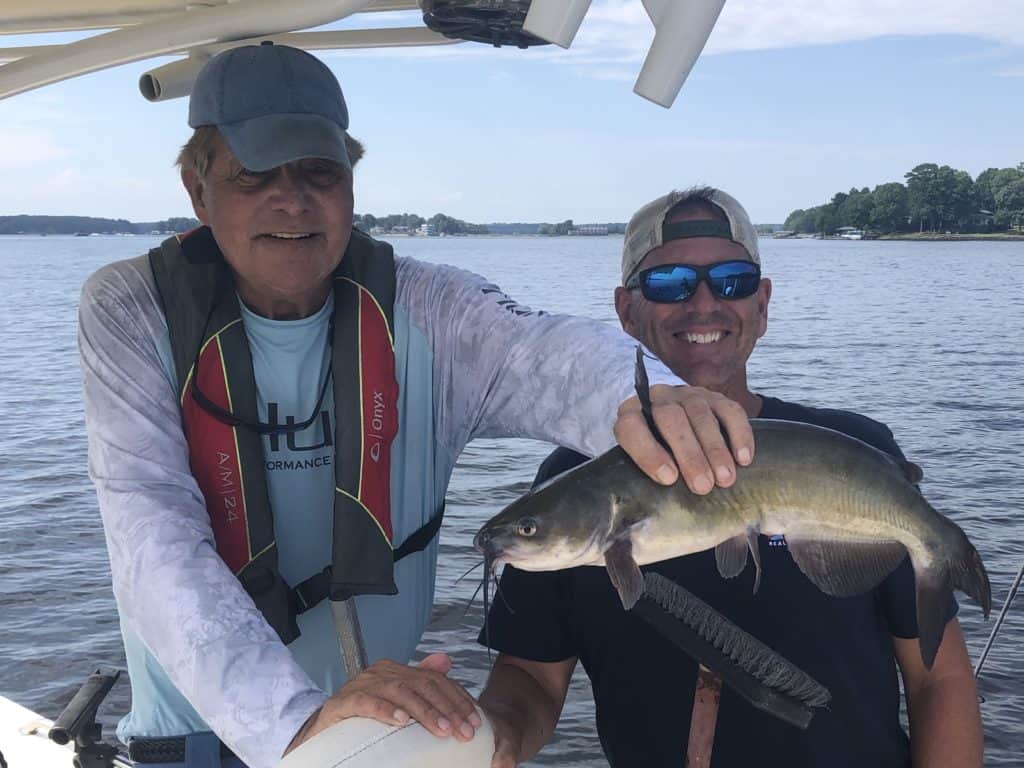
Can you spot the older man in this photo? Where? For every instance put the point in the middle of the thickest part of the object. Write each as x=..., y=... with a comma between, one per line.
x=274, y=406
x=692, y=292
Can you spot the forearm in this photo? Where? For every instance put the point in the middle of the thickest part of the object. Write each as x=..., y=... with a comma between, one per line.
x=941, y=704
x=945, y=725
x=504, y=371
x=521, y=711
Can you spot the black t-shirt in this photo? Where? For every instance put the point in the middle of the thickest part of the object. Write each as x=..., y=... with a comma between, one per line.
x=643, y=685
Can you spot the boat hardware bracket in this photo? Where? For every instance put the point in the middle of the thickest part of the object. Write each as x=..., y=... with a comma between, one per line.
x=78, y=722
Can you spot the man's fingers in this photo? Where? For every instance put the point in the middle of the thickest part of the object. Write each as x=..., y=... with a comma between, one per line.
x=692, y=422
x=440, y=705
x=681, y=428
x=632, y=433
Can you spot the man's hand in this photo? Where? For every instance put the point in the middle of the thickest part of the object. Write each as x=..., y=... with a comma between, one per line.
x=393, y=693
x=691, y=420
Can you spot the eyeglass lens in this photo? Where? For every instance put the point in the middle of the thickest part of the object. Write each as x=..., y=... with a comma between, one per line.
x=731, y=280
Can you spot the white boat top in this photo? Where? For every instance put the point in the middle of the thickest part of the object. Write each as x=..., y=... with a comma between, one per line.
x=193, y=31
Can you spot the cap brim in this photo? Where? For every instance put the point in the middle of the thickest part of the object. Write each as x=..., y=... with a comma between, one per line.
x=271, y=140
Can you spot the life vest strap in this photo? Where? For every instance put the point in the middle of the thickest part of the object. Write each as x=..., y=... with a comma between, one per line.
x=316, y=588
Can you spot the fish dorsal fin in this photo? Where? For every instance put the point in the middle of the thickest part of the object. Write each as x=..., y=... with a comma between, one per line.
x=845, y=566
x=911, y=471
x=624, y=572
x=643, y=394
x=730, y=556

+===+

WHAT THE TASK REQUIRES -> Every record above must be printed exactly, except for its images.

SOLUTION ->
Can you spot the older man in this photo? Where? For every instance put the point in the middle of the thickest part of the object. Write each as x=..., y=... with a comma between, one per line.
x=274, y=406
x=692, y=292
Can you spot the forearm in this photo? Where? For every instance put the point in the middle of the thickest part of the object. Write each as x=..., y=... with a comma between, one per line.
x=941, y=704
x=945, y=725
x=504, y=371
x=521, y=711
Can you spot the black t-shirt in this photo? Where? For every instance put the point in the middle of the thickest part of the object. Write each as x=..., y=... with a comma between, one per line.
x=643, y=685
Can you spot the boat hardware bracket in this photo? Where? For every instance put the point in the middle of the thickest part of the object. Write each as x=..., y=... with a comma between, one per line.
x=78, y=722
Can you spot the man's fingers in this photo? Where? For every instance put the point in the middle of the thickest part of the object. Write each as x=..., y=... with a comma between, one per line.
x=692, y=422
x=440, y=705
x=681, y=428
x=632, y=433
Can you spot the man's hand in this photo? Where? For every instance put the point in the middle of the thickest part of the object. Write each as x=..., y=... with a comma between, one per line.
x=393, y=693
x=691, y=420
Can you spot the eyeglass lens in this photo? Where? For every instance put the point in the middle of the thickest part of the object. Write each as x=..., y=... with a comma between, one per line.
x=731, y=280
Can you spot the white boat top in this photo? Where? For every instance put the point in the middle of the thickest part of the object. Write each as x=..., y=... with a comma between, one per line.
x=193, y=31
Can you spot the cap brim in this photo? Where? For every instance put the point in the middle of the thickest part of the object. Write each as x=..., y=... with a comma between, one per line.
x=271, y=140
Can you spot the life vest strap in this photo? Where? For every instance put the point in the middle of the thickest part of the object. Write each as x=..., y=... with a comma between, one per line.
x=316, y=588
Can you spot the fish dorsal fin in this photo? Where? For every instance put the point in the middle of the thickest part of the object. Write each as x=..., y=... with a comma between, one per line.
x=845, y=566
x=911, y=471
x=624, y=572
x=643, y=394
x=730, y=556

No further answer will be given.